*** Opening of PROVIDED PASSAGE ***

If you want to make pesto the real/fancier version, use basil, in which case you need 2-3pots.
Pesto
2 small bags of frozen spinach
1 garlic clove
1 bag of pine nuts (the less expensive version is to use almonds)
1dl of grated Parmesan cheese or Grana Padano
1-2dl olive oil
Salt to taste
I start this recipe by turning the oven to 220C and preparing the pesto. Begin with melting the frozen spinach. Put them in a pan on low heat. Once all the ice has melted and it's a soft green mush you can take the pan off the heat to cool down.
Meanwhile the spinach is melting, start by slicing mushrooms and putting them in a pan on high heat. Mushrooms have a lot of water in them, which is why high heat is preffered. Also thinly slice a garlic (this is for flavoring the mushrooms).
Lasagna
2 boxes of mushrooms (400grams total)
dried oregano
1 garlic clove
Once the mushrooms start to give away water and shrink, add some butter, add the sliced garlic clove and dried oregano. Keep the heat high until the mushrooms start to turn brown. Set them aside.

*** Close of PROVIDED PASSAGE ***
*** Opening of DATASET RECORDS ***

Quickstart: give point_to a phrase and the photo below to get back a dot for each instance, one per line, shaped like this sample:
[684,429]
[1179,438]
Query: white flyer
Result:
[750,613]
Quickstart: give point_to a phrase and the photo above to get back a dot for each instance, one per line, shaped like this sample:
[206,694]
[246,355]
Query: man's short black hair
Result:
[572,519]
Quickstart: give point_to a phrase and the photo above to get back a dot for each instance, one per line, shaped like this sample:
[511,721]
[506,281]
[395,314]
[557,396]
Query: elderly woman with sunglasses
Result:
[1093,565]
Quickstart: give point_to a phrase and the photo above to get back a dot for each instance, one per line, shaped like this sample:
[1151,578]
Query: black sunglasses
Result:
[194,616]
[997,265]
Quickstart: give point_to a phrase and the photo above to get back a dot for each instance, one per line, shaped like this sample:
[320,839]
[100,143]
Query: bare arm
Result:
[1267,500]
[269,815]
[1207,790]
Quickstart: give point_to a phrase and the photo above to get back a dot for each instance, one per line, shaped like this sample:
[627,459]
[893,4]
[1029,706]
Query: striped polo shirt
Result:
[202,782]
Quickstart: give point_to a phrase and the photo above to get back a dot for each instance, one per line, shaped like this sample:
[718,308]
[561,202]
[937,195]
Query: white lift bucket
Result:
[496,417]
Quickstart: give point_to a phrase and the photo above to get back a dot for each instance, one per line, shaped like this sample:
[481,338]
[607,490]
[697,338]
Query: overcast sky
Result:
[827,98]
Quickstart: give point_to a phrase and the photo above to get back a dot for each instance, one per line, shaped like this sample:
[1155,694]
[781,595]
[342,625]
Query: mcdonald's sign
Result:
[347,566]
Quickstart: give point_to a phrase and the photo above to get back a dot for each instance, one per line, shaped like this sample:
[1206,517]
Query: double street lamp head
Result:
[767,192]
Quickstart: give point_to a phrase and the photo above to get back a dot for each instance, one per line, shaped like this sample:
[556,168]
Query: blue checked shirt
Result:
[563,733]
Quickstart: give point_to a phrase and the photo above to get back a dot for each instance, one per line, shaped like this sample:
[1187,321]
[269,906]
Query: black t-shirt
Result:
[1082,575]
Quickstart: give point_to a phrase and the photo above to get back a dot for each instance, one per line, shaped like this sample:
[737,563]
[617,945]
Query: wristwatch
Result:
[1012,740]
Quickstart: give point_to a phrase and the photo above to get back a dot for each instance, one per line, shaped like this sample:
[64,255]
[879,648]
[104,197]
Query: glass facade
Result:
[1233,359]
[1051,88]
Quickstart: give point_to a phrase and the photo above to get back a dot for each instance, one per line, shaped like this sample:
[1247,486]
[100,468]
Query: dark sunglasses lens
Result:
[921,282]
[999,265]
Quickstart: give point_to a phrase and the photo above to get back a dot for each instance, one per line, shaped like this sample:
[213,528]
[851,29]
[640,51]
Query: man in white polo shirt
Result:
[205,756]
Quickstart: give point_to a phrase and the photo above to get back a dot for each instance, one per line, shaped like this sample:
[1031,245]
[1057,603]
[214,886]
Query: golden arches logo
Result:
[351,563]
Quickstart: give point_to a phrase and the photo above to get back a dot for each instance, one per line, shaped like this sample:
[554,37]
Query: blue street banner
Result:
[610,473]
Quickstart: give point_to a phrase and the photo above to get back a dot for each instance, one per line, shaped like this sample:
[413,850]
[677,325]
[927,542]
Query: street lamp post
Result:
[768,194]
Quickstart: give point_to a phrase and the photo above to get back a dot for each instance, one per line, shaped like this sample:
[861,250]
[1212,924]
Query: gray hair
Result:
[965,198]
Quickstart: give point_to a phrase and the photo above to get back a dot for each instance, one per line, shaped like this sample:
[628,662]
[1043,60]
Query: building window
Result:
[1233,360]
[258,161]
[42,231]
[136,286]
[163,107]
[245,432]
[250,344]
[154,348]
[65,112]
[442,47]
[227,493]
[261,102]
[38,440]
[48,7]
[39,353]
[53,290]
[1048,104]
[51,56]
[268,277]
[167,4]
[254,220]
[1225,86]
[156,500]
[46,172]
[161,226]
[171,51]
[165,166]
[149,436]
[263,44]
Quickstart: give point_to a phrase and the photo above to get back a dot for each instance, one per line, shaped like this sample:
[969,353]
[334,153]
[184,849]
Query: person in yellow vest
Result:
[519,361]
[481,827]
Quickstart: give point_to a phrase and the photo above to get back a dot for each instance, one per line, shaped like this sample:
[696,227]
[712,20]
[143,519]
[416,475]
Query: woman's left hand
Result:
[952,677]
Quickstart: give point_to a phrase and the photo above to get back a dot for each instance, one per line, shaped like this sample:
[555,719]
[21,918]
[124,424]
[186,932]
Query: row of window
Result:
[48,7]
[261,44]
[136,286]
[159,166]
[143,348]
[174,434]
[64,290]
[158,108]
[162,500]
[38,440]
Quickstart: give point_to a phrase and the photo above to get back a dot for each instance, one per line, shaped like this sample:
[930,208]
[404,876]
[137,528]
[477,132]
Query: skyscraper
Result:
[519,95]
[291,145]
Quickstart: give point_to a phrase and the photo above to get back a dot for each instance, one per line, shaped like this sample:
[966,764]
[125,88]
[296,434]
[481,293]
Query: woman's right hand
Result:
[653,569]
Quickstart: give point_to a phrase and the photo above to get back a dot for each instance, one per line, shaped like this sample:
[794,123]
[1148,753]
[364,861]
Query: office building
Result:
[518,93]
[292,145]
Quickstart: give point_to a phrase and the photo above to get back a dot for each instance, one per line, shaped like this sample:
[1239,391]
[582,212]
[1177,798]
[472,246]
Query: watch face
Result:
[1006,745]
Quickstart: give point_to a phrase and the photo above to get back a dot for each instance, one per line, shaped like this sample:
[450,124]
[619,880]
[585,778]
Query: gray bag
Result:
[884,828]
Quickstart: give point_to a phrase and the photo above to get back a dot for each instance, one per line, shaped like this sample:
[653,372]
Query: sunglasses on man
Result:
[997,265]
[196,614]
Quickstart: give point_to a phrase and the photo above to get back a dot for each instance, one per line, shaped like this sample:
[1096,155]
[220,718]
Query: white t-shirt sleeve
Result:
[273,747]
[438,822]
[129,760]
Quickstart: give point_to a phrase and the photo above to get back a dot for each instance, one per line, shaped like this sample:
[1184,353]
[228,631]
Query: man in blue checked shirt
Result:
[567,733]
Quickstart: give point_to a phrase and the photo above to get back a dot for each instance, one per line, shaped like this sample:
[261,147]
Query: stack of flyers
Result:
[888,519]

*** Close of DATASET RECORDS ***

- _EXPLORE THE MATERIAL_:
(a) Copy the stretch of the pesto lasagna recipe from "1dl of grated" through "to cool down." word for word.
(b) Continue the pesto lasagna recipe from its last sentence onward.

- _ANSWERS BY TASK_:
(a)
1dl of grated Parmesan cheese or Grana Padano
1-2dl olive oil
Salt to taste
I start this recipe by turning the oven to 220C and preparing the pesto. Begin with melting the frozen spinach. Put them in a pan on low heat. Once all the ice has melted and it's a soft green mush you can take the pan off the heat to cool down.

(b)
Time for the white sauce = the bechamel. This is what most people struggle with, because if you don't pay attention it tends to get lumpy or burn. If you prefer to buy a ready sauce, that works too. However I haven't found a gluten free ready sauce, which is why I decided to try this myself. I use a teflon kettle, they are super practical when it comes to heating anything with milk for example, because it keeps the milk from burning to the bottom of the pan. Now that you start making the sauce nothing else should be going on: Your mushrooms are ready and waiting, your spinach is cooling down. It's all you, the stove and the bechamel. Give it your full attention.
Gluten free Bechamel (white sauce)
3 tbs butter
1L milk
1dl grated Parmesan or Grana Padano
salt & pepper
Start by melting 3tbs of butter. Add about 0,7dl of gluten free flour. This is a little less per 1l milk than in a regular recipe because gluten free flour is more starchy --> It become thicker with less. Mix in the flour in the melted butter over low heat, it will start to look like the picture below.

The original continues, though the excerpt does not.